DOCUMENT TEXT:
▶
There is a relatively easy pattern to follow.

I am going to begin with n = 10, iterate a few steps, and then list the pattern.

n=10: 1, 2, 9, 4, 7, 6, 5, 8, 3, 10

n=11: 1, 10, 3, 8, 5, 6, 7, 4, 9, 2, 11

n=12: 1, 10, 3, 8, 5, 6, 7, 4, 9, 2, 11, 12

n=13: 1, 12, 11, 2, 9, 4, 7, 6, 5, 8, 3, 10, 13

update: Based on some further looking and Vikram's note, I concur that there is no simple pattern for rearranging any random n digits.

I will note that if you pick any given integer k, you *can* rearrange the integers so that the adjacent sums are all prime; by extension, you can easily rearrange the list for k+1. However, this doesn't mean that it is true for *all* integer values, unlike other induction proofs.

update2: I concur with jordan. I knew that there was some theorem/conjecture that there is always a prime number between n and 2n and that this is the key to showing that for any given integer an arrangement can be found.
◀
GIVEN ENTRIES:
▶
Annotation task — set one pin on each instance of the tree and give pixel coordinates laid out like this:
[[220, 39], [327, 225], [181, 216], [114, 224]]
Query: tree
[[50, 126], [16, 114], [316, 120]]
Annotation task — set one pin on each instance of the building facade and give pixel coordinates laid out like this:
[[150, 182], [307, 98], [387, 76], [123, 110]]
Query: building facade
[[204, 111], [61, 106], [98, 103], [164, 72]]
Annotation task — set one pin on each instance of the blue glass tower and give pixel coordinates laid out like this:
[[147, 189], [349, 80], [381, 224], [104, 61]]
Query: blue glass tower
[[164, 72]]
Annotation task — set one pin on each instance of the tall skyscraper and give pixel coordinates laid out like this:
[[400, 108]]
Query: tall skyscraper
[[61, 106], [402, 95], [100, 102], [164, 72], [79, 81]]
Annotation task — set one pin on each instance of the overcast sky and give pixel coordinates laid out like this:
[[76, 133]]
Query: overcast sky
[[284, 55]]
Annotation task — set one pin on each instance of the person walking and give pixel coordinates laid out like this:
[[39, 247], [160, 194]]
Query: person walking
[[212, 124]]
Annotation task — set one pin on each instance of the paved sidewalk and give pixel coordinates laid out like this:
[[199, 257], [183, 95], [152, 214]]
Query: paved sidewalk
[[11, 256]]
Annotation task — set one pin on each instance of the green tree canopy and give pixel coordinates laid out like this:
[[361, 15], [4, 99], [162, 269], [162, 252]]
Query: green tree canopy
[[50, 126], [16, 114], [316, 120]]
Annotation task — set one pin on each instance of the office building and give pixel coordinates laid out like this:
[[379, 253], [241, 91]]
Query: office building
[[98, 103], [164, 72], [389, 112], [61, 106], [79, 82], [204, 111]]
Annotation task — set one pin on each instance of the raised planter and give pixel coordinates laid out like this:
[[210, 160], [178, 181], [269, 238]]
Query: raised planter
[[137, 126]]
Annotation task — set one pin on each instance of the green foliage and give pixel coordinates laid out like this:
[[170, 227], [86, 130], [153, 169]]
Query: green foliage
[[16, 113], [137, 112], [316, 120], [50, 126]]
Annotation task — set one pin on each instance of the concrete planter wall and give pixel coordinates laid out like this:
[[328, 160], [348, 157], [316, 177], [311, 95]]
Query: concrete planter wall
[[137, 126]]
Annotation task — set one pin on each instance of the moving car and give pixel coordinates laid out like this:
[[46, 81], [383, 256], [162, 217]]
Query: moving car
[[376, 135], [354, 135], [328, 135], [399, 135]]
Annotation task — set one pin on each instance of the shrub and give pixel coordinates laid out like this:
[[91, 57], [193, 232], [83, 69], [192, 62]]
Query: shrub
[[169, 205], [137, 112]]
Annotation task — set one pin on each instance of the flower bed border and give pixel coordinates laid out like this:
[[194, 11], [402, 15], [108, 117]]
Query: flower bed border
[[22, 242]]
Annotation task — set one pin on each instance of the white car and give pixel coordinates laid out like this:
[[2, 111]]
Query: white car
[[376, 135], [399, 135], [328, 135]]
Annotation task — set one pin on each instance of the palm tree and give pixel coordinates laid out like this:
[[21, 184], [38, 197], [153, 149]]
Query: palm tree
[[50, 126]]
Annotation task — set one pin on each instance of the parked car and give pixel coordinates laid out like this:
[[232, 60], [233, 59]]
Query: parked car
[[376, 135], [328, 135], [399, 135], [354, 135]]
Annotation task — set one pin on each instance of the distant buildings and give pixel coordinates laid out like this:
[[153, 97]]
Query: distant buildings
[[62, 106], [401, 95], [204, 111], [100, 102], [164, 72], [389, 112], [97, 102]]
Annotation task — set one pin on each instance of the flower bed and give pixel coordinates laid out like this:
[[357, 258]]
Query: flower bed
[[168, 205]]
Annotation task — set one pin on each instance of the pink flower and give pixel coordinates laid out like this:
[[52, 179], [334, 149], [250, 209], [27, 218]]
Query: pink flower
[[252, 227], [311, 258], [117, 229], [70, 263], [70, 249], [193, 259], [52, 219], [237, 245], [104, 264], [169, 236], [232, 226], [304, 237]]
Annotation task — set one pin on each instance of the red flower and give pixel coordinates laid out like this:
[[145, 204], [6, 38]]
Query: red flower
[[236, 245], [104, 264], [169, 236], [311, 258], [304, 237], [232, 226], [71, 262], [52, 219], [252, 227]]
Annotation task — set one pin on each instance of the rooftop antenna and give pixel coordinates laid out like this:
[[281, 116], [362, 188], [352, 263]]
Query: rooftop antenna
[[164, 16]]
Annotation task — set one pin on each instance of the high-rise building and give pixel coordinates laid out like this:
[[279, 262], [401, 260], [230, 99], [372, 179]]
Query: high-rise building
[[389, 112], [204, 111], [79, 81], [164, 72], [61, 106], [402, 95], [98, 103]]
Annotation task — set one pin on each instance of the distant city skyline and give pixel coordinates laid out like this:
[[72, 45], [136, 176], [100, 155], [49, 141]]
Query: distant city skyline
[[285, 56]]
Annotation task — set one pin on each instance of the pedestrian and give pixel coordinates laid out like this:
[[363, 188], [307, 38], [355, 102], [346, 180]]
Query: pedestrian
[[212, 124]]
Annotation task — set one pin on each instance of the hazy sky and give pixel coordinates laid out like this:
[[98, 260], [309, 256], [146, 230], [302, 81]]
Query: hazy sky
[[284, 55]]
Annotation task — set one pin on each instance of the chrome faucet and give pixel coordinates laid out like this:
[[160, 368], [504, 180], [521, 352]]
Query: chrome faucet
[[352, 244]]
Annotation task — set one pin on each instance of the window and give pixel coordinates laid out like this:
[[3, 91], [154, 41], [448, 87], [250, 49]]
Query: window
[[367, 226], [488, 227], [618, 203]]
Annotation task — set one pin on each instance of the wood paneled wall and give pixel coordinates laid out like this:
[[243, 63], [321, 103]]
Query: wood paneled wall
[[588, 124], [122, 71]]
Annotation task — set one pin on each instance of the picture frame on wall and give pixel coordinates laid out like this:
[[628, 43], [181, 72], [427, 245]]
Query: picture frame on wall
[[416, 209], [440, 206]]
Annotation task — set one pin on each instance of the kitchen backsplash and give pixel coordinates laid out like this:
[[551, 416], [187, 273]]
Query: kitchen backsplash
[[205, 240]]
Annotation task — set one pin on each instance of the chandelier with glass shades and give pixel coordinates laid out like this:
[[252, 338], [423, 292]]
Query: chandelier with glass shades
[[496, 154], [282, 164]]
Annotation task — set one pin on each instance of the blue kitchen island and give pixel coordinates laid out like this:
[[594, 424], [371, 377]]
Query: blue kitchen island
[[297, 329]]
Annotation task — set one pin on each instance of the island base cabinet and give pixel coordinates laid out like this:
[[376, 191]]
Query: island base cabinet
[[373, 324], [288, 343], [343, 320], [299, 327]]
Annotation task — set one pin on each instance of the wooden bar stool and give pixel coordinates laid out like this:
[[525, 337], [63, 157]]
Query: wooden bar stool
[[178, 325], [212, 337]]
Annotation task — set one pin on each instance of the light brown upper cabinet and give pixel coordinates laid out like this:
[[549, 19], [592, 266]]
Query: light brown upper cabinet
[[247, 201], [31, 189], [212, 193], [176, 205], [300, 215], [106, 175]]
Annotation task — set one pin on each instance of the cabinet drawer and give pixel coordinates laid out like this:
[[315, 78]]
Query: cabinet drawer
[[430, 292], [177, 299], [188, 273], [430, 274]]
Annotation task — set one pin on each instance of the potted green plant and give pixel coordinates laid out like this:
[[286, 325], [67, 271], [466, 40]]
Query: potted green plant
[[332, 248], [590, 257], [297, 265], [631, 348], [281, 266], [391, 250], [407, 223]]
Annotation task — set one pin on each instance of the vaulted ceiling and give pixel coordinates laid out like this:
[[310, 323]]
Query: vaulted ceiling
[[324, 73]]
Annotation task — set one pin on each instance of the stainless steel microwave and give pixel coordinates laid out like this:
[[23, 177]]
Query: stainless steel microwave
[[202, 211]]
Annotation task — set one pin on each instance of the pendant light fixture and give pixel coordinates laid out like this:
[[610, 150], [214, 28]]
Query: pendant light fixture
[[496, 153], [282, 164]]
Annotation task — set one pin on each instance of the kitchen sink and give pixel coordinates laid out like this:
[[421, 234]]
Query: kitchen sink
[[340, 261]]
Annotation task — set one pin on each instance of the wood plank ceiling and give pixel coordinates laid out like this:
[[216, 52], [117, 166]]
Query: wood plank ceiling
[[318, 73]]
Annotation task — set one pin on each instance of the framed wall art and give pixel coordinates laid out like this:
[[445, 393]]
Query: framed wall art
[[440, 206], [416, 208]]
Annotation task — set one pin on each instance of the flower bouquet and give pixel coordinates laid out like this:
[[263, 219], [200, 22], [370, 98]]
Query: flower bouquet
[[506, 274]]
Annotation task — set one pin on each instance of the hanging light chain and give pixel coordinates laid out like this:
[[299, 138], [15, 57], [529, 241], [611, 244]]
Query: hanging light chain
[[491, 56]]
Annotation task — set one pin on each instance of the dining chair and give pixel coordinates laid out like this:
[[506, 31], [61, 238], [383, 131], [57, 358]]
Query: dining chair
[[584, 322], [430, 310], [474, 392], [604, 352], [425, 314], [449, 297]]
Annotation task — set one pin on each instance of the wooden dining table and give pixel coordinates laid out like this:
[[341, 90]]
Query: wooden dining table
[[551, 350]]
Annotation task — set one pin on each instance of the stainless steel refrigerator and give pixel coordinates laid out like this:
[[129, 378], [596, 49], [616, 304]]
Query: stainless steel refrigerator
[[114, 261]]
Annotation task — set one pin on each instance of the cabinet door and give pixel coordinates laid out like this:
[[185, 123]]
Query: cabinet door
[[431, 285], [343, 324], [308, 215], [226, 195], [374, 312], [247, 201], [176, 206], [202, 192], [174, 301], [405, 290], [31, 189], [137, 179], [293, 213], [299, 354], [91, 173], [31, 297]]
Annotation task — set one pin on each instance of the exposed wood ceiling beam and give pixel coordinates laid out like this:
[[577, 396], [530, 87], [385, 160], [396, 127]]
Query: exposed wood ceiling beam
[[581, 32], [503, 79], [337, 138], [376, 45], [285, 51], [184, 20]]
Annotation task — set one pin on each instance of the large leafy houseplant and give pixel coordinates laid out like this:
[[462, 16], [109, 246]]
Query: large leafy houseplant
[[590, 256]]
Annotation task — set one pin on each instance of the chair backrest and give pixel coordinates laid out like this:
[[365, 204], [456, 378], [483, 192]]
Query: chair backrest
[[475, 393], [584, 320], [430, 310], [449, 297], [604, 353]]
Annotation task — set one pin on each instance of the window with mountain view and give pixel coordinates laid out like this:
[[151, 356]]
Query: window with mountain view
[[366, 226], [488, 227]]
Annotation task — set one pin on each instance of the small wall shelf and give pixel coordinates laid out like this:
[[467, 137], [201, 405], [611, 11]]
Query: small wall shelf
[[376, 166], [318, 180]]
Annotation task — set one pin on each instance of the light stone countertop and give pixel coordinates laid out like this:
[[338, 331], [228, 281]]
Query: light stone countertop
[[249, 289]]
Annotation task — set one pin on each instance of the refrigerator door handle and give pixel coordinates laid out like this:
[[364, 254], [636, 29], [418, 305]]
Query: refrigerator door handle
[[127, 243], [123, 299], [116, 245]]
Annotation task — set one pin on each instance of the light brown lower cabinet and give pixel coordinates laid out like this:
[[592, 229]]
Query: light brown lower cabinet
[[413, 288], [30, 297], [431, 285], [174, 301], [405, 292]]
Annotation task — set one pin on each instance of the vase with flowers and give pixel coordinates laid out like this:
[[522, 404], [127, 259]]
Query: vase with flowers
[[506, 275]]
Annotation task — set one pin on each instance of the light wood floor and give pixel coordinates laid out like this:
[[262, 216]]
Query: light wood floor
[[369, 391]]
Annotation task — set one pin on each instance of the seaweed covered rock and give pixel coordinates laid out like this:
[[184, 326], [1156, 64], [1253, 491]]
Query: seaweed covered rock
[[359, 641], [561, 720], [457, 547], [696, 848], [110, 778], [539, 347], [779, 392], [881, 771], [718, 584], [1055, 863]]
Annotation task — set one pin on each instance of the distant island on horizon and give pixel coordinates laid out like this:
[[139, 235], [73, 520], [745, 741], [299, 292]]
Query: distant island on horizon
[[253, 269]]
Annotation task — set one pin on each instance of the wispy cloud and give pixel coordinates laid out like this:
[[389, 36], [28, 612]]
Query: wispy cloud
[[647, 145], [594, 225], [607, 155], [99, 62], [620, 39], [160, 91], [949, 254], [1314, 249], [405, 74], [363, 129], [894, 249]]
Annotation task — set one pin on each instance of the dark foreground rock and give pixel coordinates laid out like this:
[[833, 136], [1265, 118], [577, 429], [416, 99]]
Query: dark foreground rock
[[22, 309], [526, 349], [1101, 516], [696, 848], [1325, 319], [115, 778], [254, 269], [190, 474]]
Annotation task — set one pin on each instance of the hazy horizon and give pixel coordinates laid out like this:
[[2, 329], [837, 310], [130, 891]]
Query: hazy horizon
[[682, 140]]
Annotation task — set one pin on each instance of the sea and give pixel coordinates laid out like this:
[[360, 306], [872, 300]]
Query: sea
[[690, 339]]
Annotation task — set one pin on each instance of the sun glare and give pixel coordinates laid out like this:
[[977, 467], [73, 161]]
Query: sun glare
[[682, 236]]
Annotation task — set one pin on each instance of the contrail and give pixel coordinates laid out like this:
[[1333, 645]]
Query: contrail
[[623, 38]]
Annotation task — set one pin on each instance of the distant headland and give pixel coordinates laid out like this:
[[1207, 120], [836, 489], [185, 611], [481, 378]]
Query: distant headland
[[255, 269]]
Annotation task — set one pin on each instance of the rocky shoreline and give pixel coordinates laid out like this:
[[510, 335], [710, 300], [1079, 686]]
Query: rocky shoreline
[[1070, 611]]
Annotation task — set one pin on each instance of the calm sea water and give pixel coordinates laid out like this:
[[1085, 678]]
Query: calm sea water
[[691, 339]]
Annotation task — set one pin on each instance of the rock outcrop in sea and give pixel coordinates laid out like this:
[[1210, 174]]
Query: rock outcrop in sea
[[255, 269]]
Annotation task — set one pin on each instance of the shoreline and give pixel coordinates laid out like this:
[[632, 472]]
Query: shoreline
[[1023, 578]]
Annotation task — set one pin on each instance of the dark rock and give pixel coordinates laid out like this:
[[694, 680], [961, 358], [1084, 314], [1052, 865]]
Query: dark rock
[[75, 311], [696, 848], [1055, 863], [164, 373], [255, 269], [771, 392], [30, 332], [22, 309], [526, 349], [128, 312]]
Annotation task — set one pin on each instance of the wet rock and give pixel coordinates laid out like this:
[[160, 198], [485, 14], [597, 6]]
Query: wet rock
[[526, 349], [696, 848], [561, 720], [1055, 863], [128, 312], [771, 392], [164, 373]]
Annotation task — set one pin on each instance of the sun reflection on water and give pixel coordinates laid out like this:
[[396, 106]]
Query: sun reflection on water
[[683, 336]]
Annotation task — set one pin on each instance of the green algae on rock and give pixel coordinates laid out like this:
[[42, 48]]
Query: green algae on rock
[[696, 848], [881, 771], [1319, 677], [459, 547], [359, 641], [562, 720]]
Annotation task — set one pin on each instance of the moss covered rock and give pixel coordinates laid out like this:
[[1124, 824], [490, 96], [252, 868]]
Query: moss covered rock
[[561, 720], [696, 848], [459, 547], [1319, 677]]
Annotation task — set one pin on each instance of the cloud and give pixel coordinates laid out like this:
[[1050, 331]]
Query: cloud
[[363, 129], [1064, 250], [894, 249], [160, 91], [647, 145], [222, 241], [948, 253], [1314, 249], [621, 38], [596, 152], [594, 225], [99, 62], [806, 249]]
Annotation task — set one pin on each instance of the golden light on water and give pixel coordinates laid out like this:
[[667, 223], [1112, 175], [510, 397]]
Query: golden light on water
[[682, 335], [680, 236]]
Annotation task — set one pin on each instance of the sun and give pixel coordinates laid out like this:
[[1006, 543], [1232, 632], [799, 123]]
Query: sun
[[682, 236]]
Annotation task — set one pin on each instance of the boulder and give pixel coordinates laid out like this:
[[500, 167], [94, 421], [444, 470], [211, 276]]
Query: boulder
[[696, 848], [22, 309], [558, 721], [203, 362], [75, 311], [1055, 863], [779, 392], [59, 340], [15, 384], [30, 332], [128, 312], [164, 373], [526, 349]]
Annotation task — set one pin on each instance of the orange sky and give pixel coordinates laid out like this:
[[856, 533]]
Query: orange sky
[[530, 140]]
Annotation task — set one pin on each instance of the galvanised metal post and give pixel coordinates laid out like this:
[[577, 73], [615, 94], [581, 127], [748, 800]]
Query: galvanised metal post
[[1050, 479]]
◀
WHAT TO DO:
a: Reproduce verbatim the part of the thread on prime adjacent sums that runs from "update: Based on" down to "can be found.".
b: Quote the lines of the records exactly, taking everything from the line that contains "of the raised" down to the line that contains "[[169, 205], [137, 112]]", both lines included.
The text and the records come from unrelated sources.

ANSWERS TO THE EXERCISE:
a:
update: Based on some further looking and Vikram's note, I concur that there is no simple pattern for rearranging any random n digits.

I will note that if you pick any given integer k, you *can* rearrange the integers so that the adjacent sums are all prime; by extension, you can easily rearrange the list for k+1. However, this doesn't mean that it is true for *all* integer values, unlike other induction proofs.

update2: I concur with jordan. I knew that there was some theorem/conjecture that there is always a prime number between n and 2n and that this is the key to showing that for any given integer an arrangement can be found.

b:
Annotation task — set one pin on each instance of the raised planter and give pixel coordinates laid out like this:
[[210, 160], [178, 181], [269, 238]]
Query: raised planter
[[137, 126]]
Annotation task — set one pin on each instance of the green foliage and give pixel coordinates laid out like this:
[[170, 227], [86, 130], [153, 169]]
Query: green foliage
[[16, 113], [137, 112], [316, 120], [50, 126]]
Annotation task — set one pin on each instance of the concrete planter wall and give pixel coordinates laid out like this:
[[328, 160], [348, 157], [316, 177], [311, 95]]
Query: concrete planter wall
[[137, 126]]
Annotation task — set one pin on each instance of the moving car and give pixel coordinates laid out like this:
[[46, 81], [383, 256], [162, 217]]
Query: moving car
[[376, 135], [354, 135], [328, 135], [399, 135]]
Annotation task — set one pin on each instance of the shrub and give pixel coordinates laid out like this:
[[91, 57], [193, 232], [83, 69], [192, 62]]
Query: shrub
[[169, 205], [137, 112]]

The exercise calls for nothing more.